“Quero falar sobre isolamento, intransigência e preconceito”, diz Du Moscovis que assina produção de peça


O ator, que tem sido incensado por seu papel perturbador em ‘Bom dia, Verônica’, série da Netflix, fala do reencontro com Ana Lucia Torre em ‘Norma’, que tem única apresentação online, dia 3, após 18 anos da primeira montagem: “Este foi o primeiro espetáculo que produzi e só apareceu um patrocinador quando já estávamos na fase final dos ensaios. Acreditava demais na peça. Me sentia totalmente envolvido e tocado pelo que a peça propunha, e ainda propõe, como reflexão e discussão. Além, claro, de poder contracenar com Ana Lúcia Torre, uma das maiores atrizes brasileiras e aprender com ela. Acho que não passamos indiferentes às várias experiências ao longo das nossas carreiras. Poder estudar, viver e experimentar outras personalidades é um privilégio de autoconhecimento”

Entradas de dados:
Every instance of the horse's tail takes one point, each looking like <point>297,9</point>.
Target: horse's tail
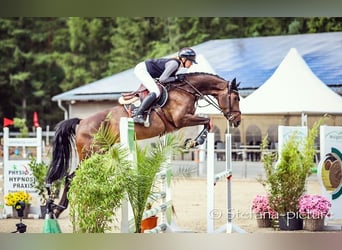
<point>63,145</point>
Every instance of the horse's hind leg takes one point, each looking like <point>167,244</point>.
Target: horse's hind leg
<point>199,140</point>
<point>64,202</point>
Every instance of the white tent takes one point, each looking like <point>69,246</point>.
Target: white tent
<point>293,88</point>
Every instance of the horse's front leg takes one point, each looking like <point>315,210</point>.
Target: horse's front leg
<point>193,120</point>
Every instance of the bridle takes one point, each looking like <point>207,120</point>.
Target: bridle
<point>231,114</point>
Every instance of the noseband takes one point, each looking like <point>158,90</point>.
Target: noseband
<point>230,114</point>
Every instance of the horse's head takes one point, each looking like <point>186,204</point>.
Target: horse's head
<point>229,101</point>
<point>226,93</point>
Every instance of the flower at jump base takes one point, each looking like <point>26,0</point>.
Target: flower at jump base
<point>261,206</point>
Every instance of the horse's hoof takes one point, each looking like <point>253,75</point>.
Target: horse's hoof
<point>189,143</point>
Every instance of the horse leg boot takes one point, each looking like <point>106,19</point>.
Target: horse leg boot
<point>146,103</point>
<point>201,138</point>
<point>64,202</point>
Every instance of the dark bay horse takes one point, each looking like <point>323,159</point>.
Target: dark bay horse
<point>178,112</point>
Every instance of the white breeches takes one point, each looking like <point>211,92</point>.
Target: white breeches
<point>141,72</point>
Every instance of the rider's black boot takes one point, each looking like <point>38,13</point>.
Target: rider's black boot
<point>147,102</point>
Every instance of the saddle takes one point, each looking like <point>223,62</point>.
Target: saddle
<point>131,101</point>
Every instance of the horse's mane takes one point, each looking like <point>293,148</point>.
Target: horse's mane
<point>202,73</point>
<point>235,87</point>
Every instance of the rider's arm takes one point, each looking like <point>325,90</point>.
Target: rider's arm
<point>170,67</point>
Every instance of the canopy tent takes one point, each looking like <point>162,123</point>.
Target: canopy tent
<point>293,88</point>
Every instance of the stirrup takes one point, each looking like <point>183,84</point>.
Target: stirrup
<point>139,119</point>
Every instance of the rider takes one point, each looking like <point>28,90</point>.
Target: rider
<point>163,68</point>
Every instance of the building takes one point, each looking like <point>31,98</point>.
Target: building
<point>254,62</point>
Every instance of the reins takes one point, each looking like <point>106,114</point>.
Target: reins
<point>210,101</point>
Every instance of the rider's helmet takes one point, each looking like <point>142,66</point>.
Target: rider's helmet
<point>187,53</point>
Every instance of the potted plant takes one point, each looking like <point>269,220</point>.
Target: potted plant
<point>93,204</point>
<point>149,161</point>
<point>314,208</point>
<point>150,222</point>
<point>263,211</point>
<point>286,175</point>
<point>12,199</point>
<point>39,170</point>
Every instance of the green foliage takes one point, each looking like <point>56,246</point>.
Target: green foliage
<point>44,56</point>
<point>150,160</point>
<point>285,180</point>
<point>39,171</point>
<point>97,190</point>
<point>102,180</point>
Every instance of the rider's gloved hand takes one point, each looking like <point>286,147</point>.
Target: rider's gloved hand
<point>180,77</point>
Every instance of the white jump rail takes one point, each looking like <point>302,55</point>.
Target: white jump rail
<point>212,179</point>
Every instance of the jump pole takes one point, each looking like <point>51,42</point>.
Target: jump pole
<point>165,223</point>
<point>212,178</point>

Tarefa 1 – Diga se cada afirmação a seguir concorda com o texto sobre a peça ‘Norma’. Responda sim ou não e cite literalmente as palavras do texto que decidem cada caso: (a) A peça ‘Norma’ terá uma única apresentação online. (b) O patrocinador apareceu logo no começo dos ensaios. (c) ‘Bom dia, Verônica’ é uma série da Netflix.
Tarefa 2 – Retome o texto sobre a peça ‘Norma’ e escreva a continuação dele a partir da última frase.

Resposta escrita 1 –
(a) Sim: “tem única apresentação online, dia 3”.
(b) Não: “só apareceu um patrocinador quando já estávamos na fase final dos ensaios”.
(c) Sim: “‘Bom dia, Verônica’, série da Netflix”.

Resposta escrita 2 –
*Por Brunna Condini

Após um adiamento para que Ana Lucia Torre cuidasse de uma lesão sofrida em outubro, ela e Eduardo Moscovis vão apresentar, no próximo 3 de dezembro, às 20h30, fechando a 2ª temporada do Palco Instituto Unimed-BH em Casa – de forma gratuita e online – o espetáculo ‘Norma’, de Dora Castellar e Tonio Carvalho. Após 14 anos da última exibição, os atores estarão no palco do Teatro Claro Rio e a peça será transmitida ao vivo pelos canais do Youtube do Sesc em Minas, do teatro e pelo canal 500 da Claro TV. Uma experiência comum em tempos de pandemia, mas ainda inédita para ambos. O ator bateu um papo com o site sobre o revival deste espetáculo no cenário atual. E falou também sobre sua recente, impactante e elogiada performance como o policial abusivo e serial killer Brandão, na série ‘Bom dia, Verônica’, da Netflix.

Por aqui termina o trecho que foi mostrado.